Text shown
Could a Low-Carb Diet be a Form of Cancer Therapy?

In 1920, German physiologist Otto Warburg discovered that the rate of glucose consumption and lactate production dramatically increased within tumor cells (Liberti & Locasale, 2016). Furthermore, Warburg also discovered that tumor cells favorably undergo aerobic glycolysis as the main pathway of producing ATP. This metabolic phenomenon within cancer cells is now recognized as the Warburg Effect and could be the answer to a new form of cancer therapy.

Glucose is the central macronutrient that can be formed into ATP. The metabolism of glucose is essential for supporting mammalian life. However, tumor cells metabolize glucose in a different fashion compared to other cells. As mentioned before, tumor cells dramatically increase their use of glucose and favorably undergo aerobic glycolysis – as opposed to performing oxidative phosphorylation. This phenomenon occurs even in the presence of oxygen and fully functioning mitochondria (Liberti & Locasale, 2016). Furthermore, tumor cells cannot metabolize fatty acids or amino acids due to mitochondrial and electron transport chain defects (Tan-Shalaby, 2017). Therefore, metabolism of glucose is the only way in which tumors can obtain energy and proliferate.

By understanding the way in which tumors use energy to proliferate, it becomes possible to create effective cancer therapies. One possible form of cancer therapy is the consumption of a low-carbohydrate diet. By reducing or even cutting out all forms of carbohydrates within the diet, it might be possible to starve and stop the growth of the tumor cells due to their dependence of aerobic glycolysis. While this makes sense in theory, clinical evidence has not supported the claim yet. As of 2016, there have only been 13 active clinical trials that have investigated the link between low-carbohydrate diets and cancer (Osher). However, pre-clinical trials have produced promising results. For example, treatment of glioblastoma was enhanced within mouse models when the mice were fed a ketogenic diet (Osher). In addition, mice that were fed a ketogenetic diet had prolonged survival and decreased tumor growth (Osher). As such, continued clinical research is necessary and beneficial as decreased consumption of carbohydrates could be a promising form of cancer therapy.

Source material
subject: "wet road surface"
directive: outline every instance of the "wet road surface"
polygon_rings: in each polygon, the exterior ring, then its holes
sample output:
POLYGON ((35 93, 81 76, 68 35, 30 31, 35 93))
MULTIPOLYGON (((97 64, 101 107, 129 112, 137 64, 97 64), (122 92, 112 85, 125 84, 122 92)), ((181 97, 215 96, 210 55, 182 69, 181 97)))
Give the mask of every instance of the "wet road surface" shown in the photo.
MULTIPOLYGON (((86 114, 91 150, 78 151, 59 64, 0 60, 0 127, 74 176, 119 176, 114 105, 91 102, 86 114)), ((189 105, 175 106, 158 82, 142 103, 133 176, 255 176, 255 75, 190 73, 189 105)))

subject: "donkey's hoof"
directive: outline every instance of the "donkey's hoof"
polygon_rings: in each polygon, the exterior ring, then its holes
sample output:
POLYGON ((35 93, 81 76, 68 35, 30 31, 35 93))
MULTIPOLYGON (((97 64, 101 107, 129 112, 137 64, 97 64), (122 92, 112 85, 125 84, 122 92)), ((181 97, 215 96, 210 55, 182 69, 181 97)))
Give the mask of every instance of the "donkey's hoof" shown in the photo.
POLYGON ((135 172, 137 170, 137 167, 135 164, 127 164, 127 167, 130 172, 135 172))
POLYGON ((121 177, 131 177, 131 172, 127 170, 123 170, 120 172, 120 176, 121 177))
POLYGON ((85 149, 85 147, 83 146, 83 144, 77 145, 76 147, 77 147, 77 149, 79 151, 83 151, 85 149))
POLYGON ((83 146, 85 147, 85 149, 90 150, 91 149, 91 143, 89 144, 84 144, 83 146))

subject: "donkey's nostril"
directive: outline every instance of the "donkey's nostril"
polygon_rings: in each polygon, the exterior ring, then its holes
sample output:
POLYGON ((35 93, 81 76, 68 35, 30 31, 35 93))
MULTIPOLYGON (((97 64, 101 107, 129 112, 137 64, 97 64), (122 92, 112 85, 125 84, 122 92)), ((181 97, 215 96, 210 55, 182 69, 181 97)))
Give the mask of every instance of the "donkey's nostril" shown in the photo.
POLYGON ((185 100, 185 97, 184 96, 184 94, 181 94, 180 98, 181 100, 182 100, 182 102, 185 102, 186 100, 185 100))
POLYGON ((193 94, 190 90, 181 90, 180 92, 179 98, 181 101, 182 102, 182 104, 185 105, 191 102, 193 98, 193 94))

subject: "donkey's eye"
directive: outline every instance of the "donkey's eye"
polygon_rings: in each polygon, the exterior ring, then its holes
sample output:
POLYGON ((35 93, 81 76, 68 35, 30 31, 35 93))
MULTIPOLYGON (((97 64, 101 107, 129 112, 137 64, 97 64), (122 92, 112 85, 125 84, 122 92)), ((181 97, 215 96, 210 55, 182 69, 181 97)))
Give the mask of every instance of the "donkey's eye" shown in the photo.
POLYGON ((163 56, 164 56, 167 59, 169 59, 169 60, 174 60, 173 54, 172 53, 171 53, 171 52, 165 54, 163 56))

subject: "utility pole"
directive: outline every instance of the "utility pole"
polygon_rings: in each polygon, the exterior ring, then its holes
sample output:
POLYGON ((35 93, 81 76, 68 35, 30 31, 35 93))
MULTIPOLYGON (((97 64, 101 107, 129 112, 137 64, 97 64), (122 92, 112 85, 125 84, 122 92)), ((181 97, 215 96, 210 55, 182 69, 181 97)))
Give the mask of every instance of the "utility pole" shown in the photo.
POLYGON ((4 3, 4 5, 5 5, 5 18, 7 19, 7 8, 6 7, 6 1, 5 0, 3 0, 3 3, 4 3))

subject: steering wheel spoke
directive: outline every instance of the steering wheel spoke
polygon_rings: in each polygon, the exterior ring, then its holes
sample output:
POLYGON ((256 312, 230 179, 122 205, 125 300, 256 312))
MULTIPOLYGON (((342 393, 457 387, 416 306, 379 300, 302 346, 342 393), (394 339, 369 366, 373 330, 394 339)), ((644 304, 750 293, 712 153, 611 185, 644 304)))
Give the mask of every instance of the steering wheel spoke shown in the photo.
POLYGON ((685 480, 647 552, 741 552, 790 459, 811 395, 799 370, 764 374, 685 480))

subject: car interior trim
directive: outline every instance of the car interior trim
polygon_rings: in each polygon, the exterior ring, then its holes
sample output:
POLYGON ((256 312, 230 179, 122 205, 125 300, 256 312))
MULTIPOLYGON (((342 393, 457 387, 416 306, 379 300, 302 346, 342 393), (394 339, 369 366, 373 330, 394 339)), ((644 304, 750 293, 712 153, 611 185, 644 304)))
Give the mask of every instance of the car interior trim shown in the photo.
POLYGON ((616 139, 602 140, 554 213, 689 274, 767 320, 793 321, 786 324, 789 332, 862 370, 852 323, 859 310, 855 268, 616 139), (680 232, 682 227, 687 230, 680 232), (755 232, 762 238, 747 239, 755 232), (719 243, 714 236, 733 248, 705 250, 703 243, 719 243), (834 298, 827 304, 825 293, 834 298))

* * *

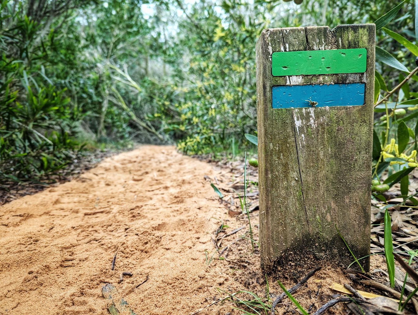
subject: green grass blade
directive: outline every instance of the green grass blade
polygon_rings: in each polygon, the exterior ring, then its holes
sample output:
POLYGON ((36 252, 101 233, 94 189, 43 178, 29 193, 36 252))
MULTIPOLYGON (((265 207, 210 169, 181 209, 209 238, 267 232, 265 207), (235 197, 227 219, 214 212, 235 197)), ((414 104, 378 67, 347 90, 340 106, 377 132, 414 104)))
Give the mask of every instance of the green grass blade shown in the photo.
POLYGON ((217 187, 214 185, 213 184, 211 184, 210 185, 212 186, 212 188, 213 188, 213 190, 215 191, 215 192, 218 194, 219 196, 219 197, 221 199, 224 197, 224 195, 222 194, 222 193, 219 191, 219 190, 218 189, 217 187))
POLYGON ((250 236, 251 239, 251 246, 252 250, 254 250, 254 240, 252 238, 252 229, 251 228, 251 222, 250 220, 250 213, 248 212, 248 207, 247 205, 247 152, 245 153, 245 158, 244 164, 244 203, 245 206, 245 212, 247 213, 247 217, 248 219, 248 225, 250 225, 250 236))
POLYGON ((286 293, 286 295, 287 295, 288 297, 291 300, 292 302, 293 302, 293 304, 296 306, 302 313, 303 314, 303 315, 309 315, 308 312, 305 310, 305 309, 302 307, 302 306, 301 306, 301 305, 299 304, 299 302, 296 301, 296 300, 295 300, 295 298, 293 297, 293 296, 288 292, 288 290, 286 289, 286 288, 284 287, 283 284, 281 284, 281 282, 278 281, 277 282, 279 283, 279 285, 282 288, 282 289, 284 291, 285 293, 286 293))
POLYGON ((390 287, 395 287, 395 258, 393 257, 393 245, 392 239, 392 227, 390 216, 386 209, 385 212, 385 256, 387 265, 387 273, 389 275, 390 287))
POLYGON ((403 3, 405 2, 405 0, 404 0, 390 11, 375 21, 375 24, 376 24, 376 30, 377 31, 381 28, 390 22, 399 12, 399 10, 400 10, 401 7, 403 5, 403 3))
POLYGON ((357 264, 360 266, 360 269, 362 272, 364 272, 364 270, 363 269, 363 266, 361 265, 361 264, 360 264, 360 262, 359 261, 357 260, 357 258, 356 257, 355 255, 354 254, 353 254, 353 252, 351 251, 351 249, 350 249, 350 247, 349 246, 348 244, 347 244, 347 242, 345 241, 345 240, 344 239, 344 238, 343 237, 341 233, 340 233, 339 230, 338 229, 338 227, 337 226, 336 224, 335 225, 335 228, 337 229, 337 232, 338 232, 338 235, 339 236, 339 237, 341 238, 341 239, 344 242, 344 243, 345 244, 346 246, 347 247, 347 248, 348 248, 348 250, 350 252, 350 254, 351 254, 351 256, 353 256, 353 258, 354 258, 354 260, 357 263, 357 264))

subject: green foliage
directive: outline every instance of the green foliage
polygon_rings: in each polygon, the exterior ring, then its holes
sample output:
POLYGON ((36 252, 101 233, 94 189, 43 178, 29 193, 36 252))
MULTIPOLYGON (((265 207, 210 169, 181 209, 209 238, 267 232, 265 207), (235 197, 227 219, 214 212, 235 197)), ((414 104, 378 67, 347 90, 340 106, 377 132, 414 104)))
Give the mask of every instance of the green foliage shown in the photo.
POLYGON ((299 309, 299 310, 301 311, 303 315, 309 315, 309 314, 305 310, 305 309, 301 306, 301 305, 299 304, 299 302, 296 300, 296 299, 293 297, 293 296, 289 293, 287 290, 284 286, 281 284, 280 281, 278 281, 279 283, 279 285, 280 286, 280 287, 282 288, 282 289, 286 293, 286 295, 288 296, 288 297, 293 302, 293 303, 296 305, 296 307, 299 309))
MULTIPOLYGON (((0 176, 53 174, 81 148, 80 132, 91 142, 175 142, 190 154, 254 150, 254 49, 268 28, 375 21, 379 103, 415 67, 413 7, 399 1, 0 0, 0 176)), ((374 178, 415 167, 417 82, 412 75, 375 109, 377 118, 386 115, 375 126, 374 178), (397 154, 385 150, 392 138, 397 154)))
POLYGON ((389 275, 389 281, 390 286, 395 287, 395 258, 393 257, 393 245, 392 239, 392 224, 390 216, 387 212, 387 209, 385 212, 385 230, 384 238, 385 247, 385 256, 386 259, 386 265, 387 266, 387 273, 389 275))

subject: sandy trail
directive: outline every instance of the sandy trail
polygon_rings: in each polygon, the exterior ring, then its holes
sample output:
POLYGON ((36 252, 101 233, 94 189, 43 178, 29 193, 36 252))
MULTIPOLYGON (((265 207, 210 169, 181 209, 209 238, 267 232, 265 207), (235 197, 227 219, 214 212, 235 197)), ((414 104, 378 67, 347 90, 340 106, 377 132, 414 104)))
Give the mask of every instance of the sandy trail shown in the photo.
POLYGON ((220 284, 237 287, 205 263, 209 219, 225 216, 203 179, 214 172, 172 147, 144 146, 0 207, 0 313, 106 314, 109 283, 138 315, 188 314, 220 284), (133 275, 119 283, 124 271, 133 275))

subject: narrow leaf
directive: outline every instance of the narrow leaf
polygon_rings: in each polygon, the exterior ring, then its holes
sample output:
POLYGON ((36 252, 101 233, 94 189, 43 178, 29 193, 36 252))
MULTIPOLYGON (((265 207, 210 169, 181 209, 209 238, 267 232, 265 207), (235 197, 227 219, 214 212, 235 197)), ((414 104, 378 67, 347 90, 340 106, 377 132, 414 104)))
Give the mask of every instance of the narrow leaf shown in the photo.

Exercises
a - Do these statements agree with the text on low-carb diets and cancer? Answer yes or no for each, quoting the words from the text that decide it. (i) Warburg's 1920 discovery concerned glucose consumption and lactate production in tumor cells. (ii) Clinical evidence has already supported the idea that a low-carbohydrate diet can starve tumor cells. (iii) By 2016, 13 active clinical trials had looked into low-carbohydrate diets and cancer.
b - Reproduce the passage of the text on low-carb diets and cancer starting at "In 1920, German" and ending at "new form of cancer therapy.".

Answers by task
a -
(i) Yes: "In 1920, German physiologist Otto Warburg discovered that the rate of glucose consumption and lactate production dramatically increased within tumor cells"
(ii) No: "While this makes sense in theory, clinical evidence has not supported the claim yet."
(iii) Yes: "As of 2016, there have only been 13 active clinical trials that have investigated the link between low-carbohydrate diets and cancer"

b -
In 1920, German physiologist Otto Warburg discovered that the rate of glucose consumption and lactate production dramatically increased within tumor cells (Liberti & Locasale, 2016). Furthermore, Warburg also discovered that tumor cells favorably undergo aerobic glycolysis as the main pathway of producing ATP. This metabolic phenomenon within cancer cells is now recognized as the Warburg Effect and could be the answer to a new form of cancer therapy.